→ READING TEXT:
Lethargy and Vomiting Following Child Abuse
Radiology Cases in Pediatric Emergency Medicine
Volume 5, Case 10
Loren G. Yamamoto, MD, MPH
Kapiolani Medical Center For Women And Children
University of Hawaii John A. Burns School of Medicine
     This is a 7 month old female who presents to the 
emergency department with a chief complaint of a 
growing lump on the side of her head.  A cousin who 
was baby sitting the infant six days ago had  placed her 
on a couch.  The infant fell off the couch.  The infant's 
grandmother was in the home at the time.  The infant 
cried right away.  There was no loss of consciousness 
or drowsiness noted.  Two days later (four days ago), 
mother noted a lump developing on the right side of the 
infant's head.  Since then, mother has noted that the 
lump has become larger and the lump feels like a large 
soft spot in her head.  There is no history of vomiting or 
other trauma.
     Exam:  VS T37.5 (rectal), P140, R36, BP 75/40, 
weight 5th percentile for age, height 25th percentile for 
age.  She is alert and active in no distress.  Anterior 
fontanelle flat.  A 10 cm region of swelling is noted over 
the right parietal region raised about 2 to 3 cm.  The 
swelling is soft.  PERRL, red reflex present bilaterally.  
Fundi difficult to view.  TM's no blood.  Nose clear.  Oral 
clear, moist.  Neck non-tender, supple.  Heart regular 
without murmurs.  Lungs clear.  Trunk without bruising.  
Abdomen soft, flat, bowel sounds active.  No abdominal 
tenderness or masses.  No hernias.  Normal genitalia.  
Extremities without swelling, deformity, or bruising.  
Tone good.  Uses all extremities well.
     A skull series is obtained.

View skull series. 

     Clinically, this infant appears to have a subgaleal 
hematoma.  These usually are brought to medical 
attention several days after sustaining an underlying 
skull fracture.  The presentation is often not immediate 
since the hemorrhage from the fracture forms a tight 
and palpably rigid swelling under the aponeurosis of 
Galen.  As blood from the hematoma is resorbed, the 
swelling softens.  This "soft spot" on the infant's head is 
then noted by parents, often prompting a visit to a 
physician.  In most instances, there are no 
complications, since several days have elapsed since 
the head trauma without the infant exhibiting any signs 
or symptoms of brain injury.  Radiographs of the skull 
would most often not alter one's clinical approach 
except in a case such as this.

→ REQUIRED ACTIONS:
- a) Write out the passage of the infant head injury case between "Abdomen soft, flat, bowel" and "View skull series.", inclusive.
- b) In the infant head injury case, how long before the emergency department visit did the infant fall off the couch?

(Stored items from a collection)
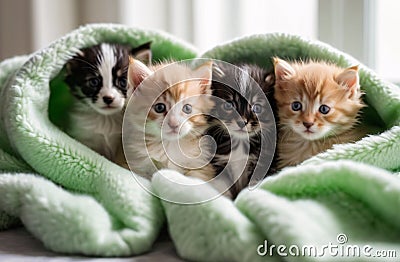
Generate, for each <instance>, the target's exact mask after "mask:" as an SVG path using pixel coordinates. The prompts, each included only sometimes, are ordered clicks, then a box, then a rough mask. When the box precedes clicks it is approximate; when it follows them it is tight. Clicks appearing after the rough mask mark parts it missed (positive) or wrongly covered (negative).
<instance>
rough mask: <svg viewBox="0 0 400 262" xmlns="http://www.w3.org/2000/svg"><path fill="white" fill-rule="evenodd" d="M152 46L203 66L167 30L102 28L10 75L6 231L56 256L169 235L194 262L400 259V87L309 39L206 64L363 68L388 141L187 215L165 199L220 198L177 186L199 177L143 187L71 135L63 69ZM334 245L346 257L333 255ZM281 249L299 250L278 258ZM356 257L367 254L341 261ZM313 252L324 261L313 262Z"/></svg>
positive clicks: (13, 68)
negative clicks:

→ RESPONSES FOR EACH TASK:
- a)
Abdomen soft, flat, bowel sounds active.  No abdominal 
tenderness or masses.  No hernias.  Normal genitalia.  
Extremities without swelling, deformity, or bruising.  
Tone good.  Uses all extremities well.
     A skull series is obtained.

View skull series.

- b) Six days before.